» **Set task 1**: Format the records as a numbered list, beginning with the line that contains "Can you find the tiger's nose?" and continuing through the last line of the records, with blank lines omitted. Include only those lines.

# Daiwa Grandwave Z 30 SHW Reel



## spinner81 (Dec 2, 2016)

Up for sale is Daiwa Grandwave Z 30SHW. Is in great mint condition. Has been in closet for sometime. Don’t surf fish as much.Please see pics. Asking 180 obo. Plus 10.00 shipping. PayPal

Please ask any questions you may have. 

Thanks


----------



## Surfjunkie (Dec 28, 2015)

do you by chance have the bag, box, tool, paperwork, and rod clamp to go with it?


----------



## spinner81 (Dec 2, 2016)

Surfjunkie said:


> do you by chance have the bag, box, tool, paperwork, and rod clamp to go with it?

» **Stored data**:
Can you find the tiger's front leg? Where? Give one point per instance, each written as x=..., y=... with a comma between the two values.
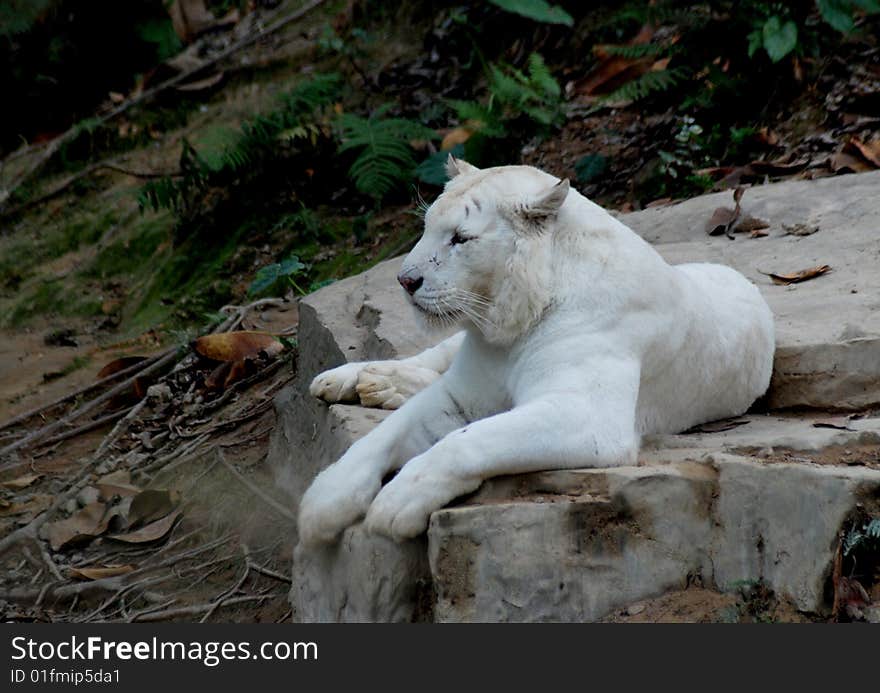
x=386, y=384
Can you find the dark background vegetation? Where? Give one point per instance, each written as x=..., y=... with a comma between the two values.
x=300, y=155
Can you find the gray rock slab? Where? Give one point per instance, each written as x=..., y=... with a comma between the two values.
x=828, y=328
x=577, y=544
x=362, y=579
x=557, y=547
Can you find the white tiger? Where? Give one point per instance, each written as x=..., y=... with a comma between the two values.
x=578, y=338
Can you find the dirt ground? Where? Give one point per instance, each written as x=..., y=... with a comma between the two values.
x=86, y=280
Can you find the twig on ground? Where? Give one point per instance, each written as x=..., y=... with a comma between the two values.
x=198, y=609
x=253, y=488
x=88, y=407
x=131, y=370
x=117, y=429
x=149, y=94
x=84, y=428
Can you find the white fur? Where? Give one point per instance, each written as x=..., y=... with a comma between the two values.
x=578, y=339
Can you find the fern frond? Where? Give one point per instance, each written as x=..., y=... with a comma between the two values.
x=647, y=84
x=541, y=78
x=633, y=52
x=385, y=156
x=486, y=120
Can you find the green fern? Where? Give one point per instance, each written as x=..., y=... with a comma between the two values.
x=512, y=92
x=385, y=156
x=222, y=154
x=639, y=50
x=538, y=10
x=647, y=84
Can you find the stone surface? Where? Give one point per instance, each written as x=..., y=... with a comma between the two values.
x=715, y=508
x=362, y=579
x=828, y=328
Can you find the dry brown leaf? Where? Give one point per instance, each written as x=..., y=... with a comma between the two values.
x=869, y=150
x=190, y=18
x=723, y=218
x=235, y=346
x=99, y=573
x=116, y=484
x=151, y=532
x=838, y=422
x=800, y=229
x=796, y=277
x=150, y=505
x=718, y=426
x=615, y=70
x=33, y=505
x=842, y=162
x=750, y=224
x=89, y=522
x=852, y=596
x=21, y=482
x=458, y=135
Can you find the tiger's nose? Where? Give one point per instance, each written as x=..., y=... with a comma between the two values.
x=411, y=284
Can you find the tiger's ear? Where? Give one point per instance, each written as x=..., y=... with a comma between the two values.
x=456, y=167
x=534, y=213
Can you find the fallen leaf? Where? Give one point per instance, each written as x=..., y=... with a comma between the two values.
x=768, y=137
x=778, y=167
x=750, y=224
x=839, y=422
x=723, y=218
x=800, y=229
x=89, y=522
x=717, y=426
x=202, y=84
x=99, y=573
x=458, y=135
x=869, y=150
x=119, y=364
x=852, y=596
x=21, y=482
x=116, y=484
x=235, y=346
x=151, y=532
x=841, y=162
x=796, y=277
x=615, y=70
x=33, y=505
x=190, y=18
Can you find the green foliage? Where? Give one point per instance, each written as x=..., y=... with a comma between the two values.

» **Set task 2**: Resume the forum thread about the Daiwa Grandwave Z 30 SHW reel, picking up right after its last line.

» **Written response 1**:
1. Can you find the tiger's nose? Where? Give one point per instance, each written as x=..., y=... with a comma between the two values.
2. x=411, y=284
3. Can you find the tiger's ear? Where? Give one point per instance, each written as x=..., y=... with a comma between the two values.
4. x=456, y=167
5. x=534, y=213
6. Can you find the fallen leaf? Where? Give one point per instance, each written as x=..., y=... with a comma between the two values.
7. x=768, y=137
8. x=778, y=167
9. x=750, y=224
10. x=839, y=422
11. x=723, y=218
12. x=800, y=229
13. x=89, y=522
14. x=717, y=426
15. x=202, y=84
16. x=99, y=573
17. x=458, y=135
18. x=869, y=150
19. x=119, y=364
20. x=852, y=596
21. x=21, y=482
22. x=116, y=484
23. x=235, y=346
24. x=151, y=532
25. x=841, y=162
26. x=796, y=277
27. x=615, y=70
28. x=33, y=505
29. x=190, y=18
30. Can you find the green foliage? Where? Give one point per instance, each written as x=..., y=... with a comma between the two values.

» **Written response 2**:
hello. I don’t have box but do have these items to go with reel. Sorry I did not mention.


----------



## Surfjunkie (Dec 28, 2015)

will you accept 160 shipped?


----------



## spinner81 (Dec 2, 2016)

Surfjunkie said:


> will you accept 160 shipped?


i can do 160 shipped.


----------



## Surfjunkie (Dec 28, 2015)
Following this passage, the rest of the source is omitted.